◆ **REQUIRED WORK**:
A. Return the wording of the passage on floaters and flashes, starting with "Floaters look like" and going on through "tears or detachments.".
B. Please list every form that the passage on floaters and flashes says floaters can look like in your field of vision.

◆ **TEXT PASSAGE**:
Floaters look like small specks, dots, circles, lines, or cobwebs in your field of vision. While they seem to be in front of your eye, they are floating inside. Floaters are tiny clumps of gel or cells inside the vitreous that fills your eye. These clumps cast a shadow onto the retina, giving the impression that something is flying in front of you, such as a gnat.
As we age, our vitreous (the gel inside the eye), starts to shrink and thicken. If the gel pulls away from the retina, it is called a posterior vitreous detachment. Floaters are very common in patients with a posterior vitreous detachment. Although this condition is not serious, it is imperative that you have your eyes examined to rule out retinal tears or detachments.
Flashes can look like lights or lightning streaks in your field of vision. This may occur for weeks or months but tend to subside. Flashes are a sign that the vitreous is pulling on the retina.

◆ **Dataset entries**:
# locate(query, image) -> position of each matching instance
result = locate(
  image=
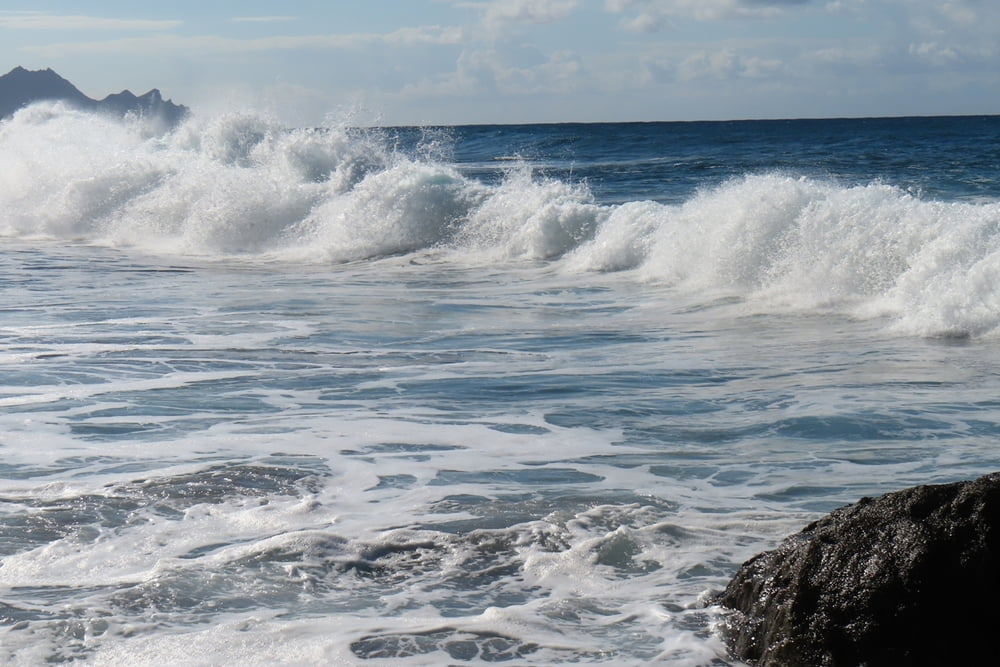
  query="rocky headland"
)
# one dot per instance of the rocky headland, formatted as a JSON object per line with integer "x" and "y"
{"x": 20, "y": 87}
{"x": 908, "y": 578}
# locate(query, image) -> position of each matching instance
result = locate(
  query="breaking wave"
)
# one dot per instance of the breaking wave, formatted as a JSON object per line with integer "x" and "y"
{"x": 242, "y": 186}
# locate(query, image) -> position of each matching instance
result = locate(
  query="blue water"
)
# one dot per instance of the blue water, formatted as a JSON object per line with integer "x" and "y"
{"x": 465, "y": 395}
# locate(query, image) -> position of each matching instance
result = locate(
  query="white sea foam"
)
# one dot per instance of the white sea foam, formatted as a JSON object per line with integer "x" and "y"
{"x": 239, "y": 185}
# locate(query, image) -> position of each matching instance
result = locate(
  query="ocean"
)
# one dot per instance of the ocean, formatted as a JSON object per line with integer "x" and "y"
{"x": 459, "y": 395}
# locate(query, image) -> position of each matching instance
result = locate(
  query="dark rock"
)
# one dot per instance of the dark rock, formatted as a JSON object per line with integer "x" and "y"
{"x": 909, "y": 578}
{"x": 21, "y": 87}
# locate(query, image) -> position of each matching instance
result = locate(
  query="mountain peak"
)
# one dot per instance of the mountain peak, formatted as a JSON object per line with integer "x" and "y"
{"x": 20, "y": 87}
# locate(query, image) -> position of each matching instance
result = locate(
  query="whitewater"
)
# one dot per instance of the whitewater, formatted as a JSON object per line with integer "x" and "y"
{"x": 346, "y": 395}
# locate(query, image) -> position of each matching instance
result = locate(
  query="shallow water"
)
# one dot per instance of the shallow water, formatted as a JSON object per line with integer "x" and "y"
{"x": 459, "y": 441}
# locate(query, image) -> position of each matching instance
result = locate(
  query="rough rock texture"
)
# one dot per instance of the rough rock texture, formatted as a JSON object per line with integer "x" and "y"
{"x": 909, "y": 578}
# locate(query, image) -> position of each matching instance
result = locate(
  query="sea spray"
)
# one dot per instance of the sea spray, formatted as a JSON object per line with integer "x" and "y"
{"x": 240, "y": 185}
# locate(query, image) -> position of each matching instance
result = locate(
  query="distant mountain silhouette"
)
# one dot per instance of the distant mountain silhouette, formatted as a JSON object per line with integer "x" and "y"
{"x": 20, "y": 87}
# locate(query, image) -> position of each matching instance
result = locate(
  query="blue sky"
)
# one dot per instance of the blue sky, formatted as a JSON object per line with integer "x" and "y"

◆ **PER-TASK OUTPUTS**:
A.
Floaters look like small specks, dots, circles, lines, or cobwebs in your field of vision. While they seem to be in front of your eye, they are floating inside. Floaters are tiny clumps of gel or cells inside the vitreous that fills your eye. These clumps cast a shadow onto the retina, giving the impression that something is flying in front of you, such as a gnat.
As we age, our vitreous (the gel inside the eye), starts to shrink and thicken. If the gel pulls away from the retina, it is called a posterior vitreous detachment. Floaters are very common in patients with a posterior vitreous detachment. Although this condition is not serious, it is imperative that you have your eyes examined to rule out retinal tears or detachments.

B. small specks, dots, circles, lines, cobwebs